● **What needs to be done**
Among the lines below, return each one that contains the word "topping".

● **Source material**
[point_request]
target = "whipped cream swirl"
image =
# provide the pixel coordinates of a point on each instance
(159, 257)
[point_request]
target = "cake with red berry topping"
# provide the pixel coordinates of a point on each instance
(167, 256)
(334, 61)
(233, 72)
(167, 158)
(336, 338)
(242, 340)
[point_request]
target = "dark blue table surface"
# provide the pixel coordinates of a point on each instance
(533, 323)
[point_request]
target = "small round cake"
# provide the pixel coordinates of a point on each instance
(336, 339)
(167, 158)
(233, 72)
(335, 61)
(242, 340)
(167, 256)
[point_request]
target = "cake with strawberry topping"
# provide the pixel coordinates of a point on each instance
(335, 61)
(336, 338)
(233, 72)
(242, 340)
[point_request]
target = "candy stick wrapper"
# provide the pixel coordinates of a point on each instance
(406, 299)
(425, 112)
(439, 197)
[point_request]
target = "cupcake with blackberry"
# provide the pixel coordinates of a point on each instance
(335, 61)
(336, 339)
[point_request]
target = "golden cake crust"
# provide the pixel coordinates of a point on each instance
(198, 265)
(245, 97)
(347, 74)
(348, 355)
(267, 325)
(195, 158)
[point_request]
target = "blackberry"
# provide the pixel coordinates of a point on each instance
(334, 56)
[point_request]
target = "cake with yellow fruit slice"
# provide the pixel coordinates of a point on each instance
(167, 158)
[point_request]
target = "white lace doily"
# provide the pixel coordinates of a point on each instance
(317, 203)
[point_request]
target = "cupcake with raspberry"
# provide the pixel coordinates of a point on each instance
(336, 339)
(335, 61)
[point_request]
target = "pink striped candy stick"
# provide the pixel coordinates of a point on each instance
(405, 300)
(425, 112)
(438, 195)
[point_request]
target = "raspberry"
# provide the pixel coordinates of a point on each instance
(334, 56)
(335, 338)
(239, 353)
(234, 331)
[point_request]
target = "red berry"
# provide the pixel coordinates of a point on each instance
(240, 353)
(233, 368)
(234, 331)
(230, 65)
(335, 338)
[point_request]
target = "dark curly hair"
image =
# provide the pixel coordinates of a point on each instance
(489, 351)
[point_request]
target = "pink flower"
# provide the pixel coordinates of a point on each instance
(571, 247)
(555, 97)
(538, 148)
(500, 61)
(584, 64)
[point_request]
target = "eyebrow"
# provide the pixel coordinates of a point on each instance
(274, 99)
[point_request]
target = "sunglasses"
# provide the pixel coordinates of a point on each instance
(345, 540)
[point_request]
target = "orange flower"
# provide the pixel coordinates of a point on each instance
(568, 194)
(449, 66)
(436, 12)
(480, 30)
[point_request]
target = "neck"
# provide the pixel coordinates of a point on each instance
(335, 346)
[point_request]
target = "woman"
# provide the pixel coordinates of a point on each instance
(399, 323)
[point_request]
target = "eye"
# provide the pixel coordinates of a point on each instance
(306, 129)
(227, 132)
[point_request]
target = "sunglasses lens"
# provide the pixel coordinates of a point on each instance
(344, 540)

● **Answer to this problem**
target = "cake with red berry topping"
target = "cake with strawberry topping"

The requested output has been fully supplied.